▸ **WHAT NEEDS TO BE DONE**:
Your task is to print all of the data word for word.

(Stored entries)

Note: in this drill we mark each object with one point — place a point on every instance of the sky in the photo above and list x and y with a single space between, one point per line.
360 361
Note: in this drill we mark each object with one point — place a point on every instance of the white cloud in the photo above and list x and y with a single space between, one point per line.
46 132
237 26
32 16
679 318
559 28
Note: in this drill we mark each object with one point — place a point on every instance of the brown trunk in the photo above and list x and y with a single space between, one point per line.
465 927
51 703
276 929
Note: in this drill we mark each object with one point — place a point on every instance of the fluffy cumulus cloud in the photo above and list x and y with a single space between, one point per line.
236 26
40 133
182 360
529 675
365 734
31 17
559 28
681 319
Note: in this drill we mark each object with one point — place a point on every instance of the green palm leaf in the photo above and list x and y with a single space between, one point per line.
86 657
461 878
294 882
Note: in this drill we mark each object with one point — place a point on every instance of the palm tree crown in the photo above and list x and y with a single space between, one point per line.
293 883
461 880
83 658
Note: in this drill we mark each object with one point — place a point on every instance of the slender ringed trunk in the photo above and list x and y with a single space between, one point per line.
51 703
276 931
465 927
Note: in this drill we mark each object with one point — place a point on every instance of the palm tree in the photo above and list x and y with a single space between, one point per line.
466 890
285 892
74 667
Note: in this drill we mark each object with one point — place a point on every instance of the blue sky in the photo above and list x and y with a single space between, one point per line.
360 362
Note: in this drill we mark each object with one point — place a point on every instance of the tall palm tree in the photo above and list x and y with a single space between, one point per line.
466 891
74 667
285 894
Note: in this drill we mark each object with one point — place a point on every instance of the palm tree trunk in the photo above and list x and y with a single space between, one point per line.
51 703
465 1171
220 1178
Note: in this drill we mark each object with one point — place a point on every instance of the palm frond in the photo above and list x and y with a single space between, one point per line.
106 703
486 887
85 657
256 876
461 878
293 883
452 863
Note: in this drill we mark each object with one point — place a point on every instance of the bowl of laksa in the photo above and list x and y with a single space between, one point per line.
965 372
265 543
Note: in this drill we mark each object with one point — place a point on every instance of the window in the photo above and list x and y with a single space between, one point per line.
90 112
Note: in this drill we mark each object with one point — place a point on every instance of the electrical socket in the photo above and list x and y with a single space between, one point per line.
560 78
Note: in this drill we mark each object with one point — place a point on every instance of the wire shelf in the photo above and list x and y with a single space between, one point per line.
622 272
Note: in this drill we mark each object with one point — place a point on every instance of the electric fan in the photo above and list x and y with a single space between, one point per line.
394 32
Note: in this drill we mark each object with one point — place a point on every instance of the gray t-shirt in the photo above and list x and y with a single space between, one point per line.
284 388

▸ **WRITTEN SOLUTION**:
Note: in this drill we mark each object with one point — place a point on every instance of the sky in the photo above and list x and y with a single space between, one point per line.
360 361
Note: in this drill we mark each object with one point — place a point on every instance of the white cloud in the photo above and list x and y with a single space between, one point per line.
46 132
237 26
32 16
679 318
559 28
Note: in this drill we mark each object with one point — place a point on every instance of the brown trunk in the photo above and list x and y with a single space between, one point per line.
465 927
51 703
276 929
Note: in this drill we mark each object with one point — place a point on every instance of the fluffy cumulus cloud in the photo above and list x and y with a single space between, one point per line.
236 26
40 133
182 360
529 675
365 734
31 17
559 28
681 319
Note: in this drill we mark each object with one point — place a point on every instance of the green palm leaf in the photo above and list x and y with a single space between, one point per line.
86 657
461 878
294 882
Note: in this drill we mark each object with one point — place a point on every instance of the palm tree crown in the photo above and list x and y with a single space between, one point per line.
293 883
461 880
83 658
Note: in this drill we mark each object with one point — place a point on every instance of the slender ringed trunk in the photo above and list x and y with a single space between, one point per line.
51 703
276 931
465 927
Note: in this drill we mark each object with one point — place a point on every instance of the palm tree in the photo above and list x and y with a single space between, one point per line.
466 890
285 892
74 667
Note: in this drill we mark each object with one point — place a point on every instance of the blue sky in the photo above and list x and y with a single space between, one point per line.
360 362
Note: in this drill we mark each object with one point — place a point on every instance of the tall palm tree in the photo above and list x and y with a single space between, one point per line.
466 891
74 667
285 894
Note: in this drill we mark each object with one point — place a point on every instance of the palm tree trunk in the photo above and list x and y with a single space between, one point per line.
51 703
465 1171
220 1178
Note: in this drill we mark each object with one point — place a point on every instance of the palm frond in the photo above and list x and y with a single space between, one point per line.
106 703
486 887
85 657
256 876
461 878
293 883
452 863
Note: in this drill we mark each object with one point — place a point on every instance of the bowl of laksa in the photo above and list x and y with a single space between, one point per line.
965 372
265 543
Note: in this drill we mark each object with one point — place a point on every instance of the window in the photo above and list x and y with a single space between, one point per line.
90 112
Note: in this drill we mark each object with one point — place a point on every instance of the electrical socket in the photo above and list x and y with a single space between, one point per line.
560 78
Note: in this drill we mark each object with one point — place a point on every instance of the wire shelf in the photo above and list x and y with a single space between, one point per line.
622 272
Note: in this drill we mark each object with one point — place a point on every instance of the electric fan in the photo above and list x and y with a single space between, one point per line.
394 32
Note: in this drill we mark each object with one point — place a point on every instance of the gray t-shirt in the photo above and list x and y with a single space between, one point per line.
284 388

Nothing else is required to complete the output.